* [DATA]
※ ※ ※

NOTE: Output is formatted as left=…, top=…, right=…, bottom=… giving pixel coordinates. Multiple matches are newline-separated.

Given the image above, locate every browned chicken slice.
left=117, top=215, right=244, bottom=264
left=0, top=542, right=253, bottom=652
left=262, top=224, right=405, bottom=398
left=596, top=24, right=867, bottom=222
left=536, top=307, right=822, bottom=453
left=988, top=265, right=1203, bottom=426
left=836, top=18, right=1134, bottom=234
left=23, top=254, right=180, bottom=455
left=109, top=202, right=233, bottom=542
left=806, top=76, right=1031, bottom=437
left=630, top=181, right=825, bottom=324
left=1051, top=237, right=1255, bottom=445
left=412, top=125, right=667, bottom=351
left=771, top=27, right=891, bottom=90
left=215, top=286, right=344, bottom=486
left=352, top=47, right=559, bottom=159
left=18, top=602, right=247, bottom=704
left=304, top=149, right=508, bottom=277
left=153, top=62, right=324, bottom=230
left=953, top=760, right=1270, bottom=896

※ ※ ※

* [GOAL] Turn every line of the records above into a numbered list, and skip any blank lines.

* [EXPECTED ANSWER]
1. NOTE: Output is formatted as left=…, top=…, right=…, bottom=… giving pixel coordinates. Multiple matches are newline-separated.
2. Given the image above, locate every browned chicken slice.
3. left=117, top=215, right=244, bottom=264
4. left=0, top=542, right=253, bottom=652
5. left=262, top=224, right=405, bottom=398
6. left=596, top=24, right=867, bottom=222
7. left=536, top=307, right=822, bottom=453
8. left=988, top=265, right=1203, bottom=426
9. left=836, top=18, right=1134, bottom=234
10. left=23, top=254, right=180, bottom=455
11. left=109, top=202, right=233, bottom=542
12. left=806, top=76, right=1031, bottom=437
13. left=630, top=181, right=825, bottom=324
14. left=1051, top=237, right=1255, bottom=445
15. left=412, top=125, right=667, bottom=351
16. left=771, top=27, right=891, bottom=90
17. left=215, top=286, right=344, bottom=486
18. left=352, top=47, right=559, bottom=159
19. left=18, top=602, right=247, bottom=704
20. left=304, top=149, right=508, bottom=277
21. left=153, top=62, right=324, bottom=230
22. left=953, top=760, right=1270, bottom=896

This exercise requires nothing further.